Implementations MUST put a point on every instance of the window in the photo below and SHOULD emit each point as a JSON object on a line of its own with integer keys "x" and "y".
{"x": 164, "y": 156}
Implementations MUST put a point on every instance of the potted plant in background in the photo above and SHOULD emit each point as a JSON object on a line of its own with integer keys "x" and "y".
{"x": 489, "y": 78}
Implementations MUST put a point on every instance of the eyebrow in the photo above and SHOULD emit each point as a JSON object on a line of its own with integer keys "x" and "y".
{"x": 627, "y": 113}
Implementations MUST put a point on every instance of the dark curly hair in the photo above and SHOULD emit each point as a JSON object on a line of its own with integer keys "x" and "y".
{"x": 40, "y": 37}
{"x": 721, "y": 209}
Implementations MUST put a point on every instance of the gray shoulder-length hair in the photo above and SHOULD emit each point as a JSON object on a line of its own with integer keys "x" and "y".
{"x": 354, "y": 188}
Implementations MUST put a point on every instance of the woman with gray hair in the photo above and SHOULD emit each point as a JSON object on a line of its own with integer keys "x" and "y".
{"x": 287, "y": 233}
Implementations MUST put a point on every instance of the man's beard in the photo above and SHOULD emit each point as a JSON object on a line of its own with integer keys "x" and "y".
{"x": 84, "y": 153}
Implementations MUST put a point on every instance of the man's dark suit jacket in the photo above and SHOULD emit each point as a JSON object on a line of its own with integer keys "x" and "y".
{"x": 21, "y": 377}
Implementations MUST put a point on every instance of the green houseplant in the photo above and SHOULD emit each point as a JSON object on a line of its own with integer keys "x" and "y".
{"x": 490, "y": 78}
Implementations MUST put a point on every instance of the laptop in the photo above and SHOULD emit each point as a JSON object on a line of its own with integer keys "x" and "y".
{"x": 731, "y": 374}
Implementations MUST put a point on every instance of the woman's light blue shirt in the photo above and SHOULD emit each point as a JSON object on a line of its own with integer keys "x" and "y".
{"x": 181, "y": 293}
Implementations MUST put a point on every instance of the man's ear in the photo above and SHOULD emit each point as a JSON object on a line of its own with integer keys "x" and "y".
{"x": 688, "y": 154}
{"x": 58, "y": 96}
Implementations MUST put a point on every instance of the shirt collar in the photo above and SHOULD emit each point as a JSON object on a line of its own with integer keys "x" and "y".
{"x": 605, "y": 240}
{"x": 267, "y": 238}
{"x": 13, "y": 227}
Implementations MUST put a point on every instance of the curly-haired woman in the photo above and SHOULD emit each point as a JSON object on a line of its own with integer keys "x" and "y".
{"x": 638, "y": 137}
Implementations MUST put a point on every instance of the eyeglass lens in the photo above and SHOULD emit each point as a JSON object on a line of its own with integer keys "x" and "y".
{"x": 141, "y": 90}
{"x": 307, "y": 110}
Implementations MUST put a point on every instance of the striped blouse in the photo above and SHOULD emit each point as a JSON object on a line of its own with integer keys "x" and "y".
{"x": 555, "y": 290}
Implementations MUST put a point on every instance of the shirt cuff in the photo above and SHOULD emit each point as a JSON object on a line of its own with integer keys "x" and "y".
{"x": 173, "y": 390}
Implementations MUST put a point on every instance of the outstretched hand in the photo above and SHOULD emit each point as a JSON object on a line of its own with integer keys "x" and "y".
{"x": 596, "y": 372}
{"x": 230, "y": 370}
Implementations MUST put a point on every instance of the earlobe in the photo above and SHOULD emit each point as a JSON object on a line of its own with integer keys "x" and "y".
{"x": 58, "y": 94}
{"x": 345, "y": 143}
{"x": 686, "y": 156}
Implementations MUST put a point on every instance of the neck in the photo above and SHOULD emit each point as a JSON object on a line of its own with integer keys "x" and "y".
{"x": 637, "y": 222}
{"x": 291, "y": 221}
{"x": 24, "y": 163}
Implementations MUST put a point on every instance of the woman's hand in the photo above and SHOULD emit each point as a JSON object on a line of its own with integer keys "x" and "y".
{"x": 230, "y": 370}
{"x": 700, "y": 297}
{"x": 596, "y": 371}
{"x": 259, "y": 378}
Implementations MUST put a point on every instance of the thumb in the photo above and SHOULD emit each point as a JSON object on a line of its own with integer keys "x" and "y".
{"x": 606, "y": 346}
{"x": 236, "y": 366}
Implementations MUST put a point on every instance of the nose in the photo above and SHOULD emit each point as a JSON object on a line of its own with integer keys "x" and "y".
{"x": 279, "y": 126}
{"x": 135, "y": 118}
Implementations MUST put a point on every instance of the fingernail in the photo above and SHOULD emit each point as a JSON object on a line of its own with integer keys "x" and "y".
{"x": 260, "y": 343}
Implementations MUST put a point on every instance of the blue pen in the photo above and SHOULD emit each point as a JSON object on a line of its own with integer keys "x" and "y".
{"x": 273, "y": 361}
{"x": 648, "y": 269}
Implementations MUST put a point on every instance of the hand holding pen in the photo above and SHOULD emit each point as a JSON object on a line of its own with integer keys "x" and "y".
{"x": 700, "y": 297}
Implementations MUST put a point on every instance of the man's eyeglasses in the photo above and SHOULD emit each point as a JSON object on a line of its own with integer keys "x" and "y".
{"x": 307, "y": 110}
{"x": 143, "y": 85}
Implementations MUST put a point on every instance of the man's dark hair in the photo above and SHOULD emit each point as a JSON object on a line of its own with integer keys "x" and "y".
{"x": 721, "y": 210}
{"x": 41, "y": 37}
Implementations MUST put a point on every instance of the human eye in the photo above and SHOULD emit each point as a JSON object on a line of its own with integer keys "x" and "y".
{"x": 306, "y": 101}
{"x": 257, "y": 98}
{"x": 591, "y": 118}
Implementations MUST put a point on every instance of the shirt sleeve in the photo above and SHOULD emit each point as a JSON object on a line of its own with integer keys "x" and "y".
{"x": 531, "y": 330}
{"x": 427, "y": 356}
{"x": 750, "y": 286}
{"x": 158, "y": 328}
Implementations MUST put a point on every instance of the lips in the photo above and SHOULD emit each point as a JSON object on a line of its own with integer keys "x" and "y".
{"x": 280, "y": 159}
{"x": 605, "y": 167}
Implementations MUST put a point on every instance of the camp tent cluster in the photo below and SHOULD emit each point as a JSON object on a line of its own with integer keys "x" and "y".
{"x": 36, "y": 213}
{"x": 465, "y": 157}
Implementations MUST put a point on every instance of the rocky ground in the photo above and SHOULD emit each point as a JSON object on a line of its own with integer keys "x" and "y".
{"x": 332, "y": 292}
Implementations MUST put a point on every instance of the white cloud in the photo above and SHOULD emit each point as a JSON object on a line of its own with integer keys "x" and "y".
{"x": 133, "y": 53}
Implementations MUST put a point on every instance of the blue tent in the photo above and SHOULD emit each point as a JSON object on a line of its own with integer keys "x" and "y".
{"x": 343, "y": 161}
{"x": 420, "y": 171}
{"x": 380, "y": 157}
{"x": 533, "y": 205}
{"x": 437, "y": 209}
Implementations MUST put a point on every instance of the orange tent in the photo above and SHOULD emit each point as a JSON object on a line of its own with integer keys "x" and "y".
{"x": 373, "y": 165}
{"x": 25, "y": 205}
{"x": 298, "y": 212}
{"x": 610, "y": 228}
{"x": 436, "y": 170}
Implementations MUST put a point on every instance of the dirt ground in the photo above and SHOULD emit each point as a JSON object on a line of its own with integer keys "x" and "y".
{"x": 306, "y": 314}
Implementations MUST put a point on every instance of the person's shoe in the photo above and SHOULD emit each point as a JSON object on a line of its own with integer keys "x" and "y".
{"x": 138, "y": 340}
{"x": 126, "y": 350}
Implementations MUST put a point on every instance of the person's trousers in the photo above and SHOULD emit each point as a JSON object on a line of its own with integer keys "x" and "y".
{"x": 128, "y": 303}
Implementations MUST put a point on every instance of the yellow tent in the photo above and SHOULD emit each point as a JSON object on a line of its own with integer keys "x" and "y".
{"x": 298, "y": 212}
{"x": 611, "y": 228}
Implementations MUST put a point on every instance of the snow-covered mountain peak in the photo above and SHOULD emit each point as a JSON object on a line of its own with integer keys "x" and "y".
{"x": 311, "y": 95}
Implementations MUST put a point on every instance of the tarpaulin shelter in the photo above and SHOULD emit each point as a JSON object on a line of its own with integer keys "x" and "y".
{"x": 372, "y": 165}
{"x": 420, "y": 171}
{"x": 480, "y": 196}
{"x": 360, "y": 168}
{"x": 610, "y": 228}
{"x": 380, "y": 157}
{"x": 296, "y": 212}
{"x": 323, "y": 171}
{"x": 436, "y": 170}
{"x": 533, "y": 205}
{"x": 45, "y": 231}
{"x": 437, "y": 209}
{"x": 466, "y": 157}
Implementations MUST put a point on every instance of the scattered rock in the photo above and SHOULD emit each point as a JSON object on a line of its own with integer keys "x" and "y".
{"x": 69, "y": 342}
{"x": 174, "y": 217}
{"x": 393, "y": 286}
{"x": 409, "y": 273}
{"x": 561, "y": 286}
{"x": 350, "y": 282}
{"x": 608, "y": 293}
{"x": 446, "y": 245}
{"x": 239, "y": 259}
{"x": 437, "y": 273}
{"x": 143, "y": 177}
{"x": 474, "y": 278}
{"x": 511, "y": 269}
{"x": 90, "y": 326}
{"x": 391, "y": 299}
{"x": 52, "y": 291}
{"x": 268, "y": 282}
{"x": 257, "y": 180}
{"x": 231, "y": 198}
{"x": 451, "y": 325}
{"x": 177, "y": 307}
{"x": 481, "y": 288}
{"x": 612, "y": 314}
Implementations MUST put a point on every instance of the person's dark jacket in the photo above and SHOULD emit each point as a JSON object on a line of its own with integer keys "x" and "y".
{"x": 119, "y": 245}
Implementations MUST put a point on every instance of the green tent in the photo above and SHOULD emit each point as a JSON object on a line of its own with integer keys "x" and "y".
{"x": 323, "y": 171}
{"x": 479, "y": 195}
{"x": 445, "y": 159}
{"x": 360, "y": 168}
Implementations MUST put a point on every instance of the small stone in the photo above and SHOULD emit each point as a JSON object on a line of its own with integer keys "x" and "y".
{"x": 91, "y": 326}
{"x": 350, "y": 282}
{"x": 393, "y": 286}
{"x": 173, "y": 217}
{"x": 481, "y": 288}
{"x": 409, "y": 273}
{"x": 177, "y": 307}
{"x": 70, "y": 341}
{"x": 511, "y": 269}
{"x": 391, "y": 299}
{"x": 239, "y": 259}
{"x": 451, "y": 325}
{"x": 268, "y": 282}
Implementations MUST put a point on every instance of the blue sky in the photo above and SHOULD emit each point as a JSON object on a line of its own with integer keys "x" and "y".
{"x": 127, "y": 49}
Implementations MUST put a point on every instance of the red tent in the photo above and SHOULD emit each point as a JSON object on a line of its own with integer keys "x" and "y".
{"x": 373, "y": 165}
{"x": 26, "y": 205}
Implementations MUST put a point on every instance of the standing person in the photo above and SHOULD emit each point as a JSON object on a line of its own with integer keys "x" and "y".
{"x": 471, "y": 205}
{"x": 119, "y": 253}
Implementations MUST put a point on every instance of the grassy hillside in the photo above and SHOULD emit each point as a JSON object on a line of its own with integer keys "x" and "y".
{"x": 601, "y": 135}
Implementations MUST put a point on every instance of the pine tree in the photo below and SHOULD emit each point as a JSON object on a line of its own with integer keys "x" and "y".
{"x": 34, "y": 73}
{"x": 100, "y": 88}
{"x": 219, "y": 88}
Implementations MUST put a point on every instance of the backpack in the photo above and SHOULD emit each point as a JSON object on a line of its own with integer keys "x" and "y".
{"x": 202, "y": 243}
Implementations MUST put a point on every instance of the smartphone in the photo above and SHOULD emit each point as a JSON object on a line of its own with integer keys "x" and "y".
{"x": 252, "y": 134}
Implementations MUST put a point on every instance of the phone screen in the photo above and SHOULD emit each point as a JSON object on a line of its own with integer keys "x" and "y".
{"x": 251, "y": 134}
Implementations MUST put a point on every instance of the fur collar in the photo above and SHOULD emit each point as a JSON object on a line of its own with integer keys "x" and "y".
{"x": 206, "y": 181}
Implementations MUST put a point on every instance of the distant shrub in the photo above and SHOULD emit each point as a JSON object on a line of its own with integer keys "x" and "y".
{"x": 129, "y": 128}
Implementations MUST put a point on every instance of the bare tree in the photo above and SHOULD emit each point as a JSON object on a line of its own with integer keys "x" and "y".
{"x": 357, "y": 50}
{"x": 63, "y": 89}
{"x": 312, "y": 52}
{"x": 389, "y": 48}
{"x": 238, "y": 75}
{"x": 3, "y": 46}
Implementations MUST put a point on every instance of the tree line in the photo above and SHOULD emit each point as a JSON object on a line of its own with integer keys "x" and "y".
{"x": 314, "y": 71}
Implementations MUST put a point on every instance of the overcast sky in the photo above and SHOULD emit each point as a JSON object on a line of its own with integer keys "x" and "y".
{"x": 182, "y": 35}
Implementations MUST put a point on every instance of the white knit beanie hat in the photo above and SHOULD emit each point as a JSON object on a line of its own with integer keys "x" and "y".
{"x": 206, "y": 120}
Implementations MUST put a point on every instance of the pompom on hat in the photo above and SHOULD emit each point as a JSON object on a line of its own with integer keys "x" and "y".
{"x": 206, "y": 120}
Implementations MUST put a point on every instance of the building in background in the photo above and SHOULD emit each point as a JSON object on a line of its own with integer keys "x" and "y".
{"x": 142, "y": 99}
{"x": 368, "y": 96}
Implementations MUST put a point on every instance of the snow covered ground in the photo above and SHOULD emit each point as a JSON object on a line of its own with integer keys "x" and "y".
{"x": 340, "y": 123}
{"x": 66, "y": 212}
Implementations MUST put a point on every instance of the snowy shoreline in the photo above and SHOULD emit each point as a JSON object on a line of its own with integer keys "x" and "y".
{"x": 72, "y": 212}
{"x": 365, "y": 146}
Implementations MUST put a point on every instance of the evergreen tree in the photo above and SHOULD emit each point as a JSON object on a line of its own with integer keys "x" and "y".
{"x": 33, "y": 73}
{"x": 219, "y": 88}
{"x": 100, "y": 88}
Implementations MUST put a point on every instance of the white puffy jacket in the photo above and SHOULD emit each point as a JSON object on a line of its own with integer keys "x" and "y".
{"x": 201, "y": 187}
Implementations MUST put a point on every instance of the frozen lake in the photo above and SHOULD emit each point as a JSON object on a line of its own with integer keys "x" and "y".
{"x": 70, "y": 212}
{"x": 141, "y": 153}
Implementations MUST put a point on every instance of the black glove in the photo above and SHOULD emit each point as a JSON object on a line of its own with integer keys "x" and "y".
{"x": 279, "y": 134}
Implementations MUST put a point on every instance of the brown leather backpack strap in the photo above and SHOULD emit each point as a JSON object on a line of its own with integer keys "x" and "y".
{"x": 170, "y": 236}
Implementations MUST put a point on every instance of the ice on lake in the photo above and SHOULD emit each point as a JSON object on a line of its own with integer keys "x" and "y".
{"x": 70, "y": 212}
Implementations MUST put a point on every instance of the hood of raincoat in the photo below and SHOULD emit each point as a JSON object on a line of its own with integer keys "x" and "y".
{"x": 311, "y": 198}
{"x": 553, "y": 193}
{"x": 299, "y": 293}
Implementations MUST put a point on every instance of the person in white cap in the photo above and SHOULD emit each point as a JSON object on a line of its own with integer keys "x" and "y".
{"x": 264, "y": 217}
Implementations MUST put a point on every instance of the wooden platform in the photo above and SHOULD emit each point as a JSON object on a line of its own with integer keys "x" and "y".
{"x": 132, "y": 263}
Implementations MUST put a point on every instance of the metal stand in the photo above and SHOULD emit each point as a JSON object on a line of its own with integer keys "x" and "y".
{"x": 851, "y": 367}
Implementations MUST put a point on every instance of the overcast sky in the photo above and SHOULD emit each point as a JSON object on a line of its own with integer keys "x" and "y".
+++
WHAT YOU WILL DO
From the line containing "Implementations MUST put a point on every instance of the hood" through the final line of the listing above, retype every line exactly; leave out everything else.

EXERCISE OUTPUT
Implementations MUST put a point on every instance of the hood of raincoat in the photo below and SHOULD emit each point as a JSON object on a line of its own with integer keys "x" and "y".
{"x": 311, "y": 198}
{"x": 553, "y": 193}
{"x": 299, "y": 293}
Implementations MUST put a point on every instance of the person in white cap in the photo above and SHOULD emit each point as a JSON object on a line of its own with integer keys "x" and "y".
{"x": 264, "y": 217}
Implementations MUST put a point on every instance of the wooden platform in the photo above and SHOULD emit each point as a JSON object on a line of its own with integer keys "x" and "y".
{"x": 132, "y": 263}
Implementations MUST put a point on every instance of the metal stand in the photo above and SHOULD emit each point as a JSON object on a line of its own with integer keys "x" and "y".
{"x": 851, "y": 367}
Implementations MUST put a point on every instance of the overcast sky in the photo above and SHOULD emit each point as a JSON object on a line of its own with integer keys "x" and "y".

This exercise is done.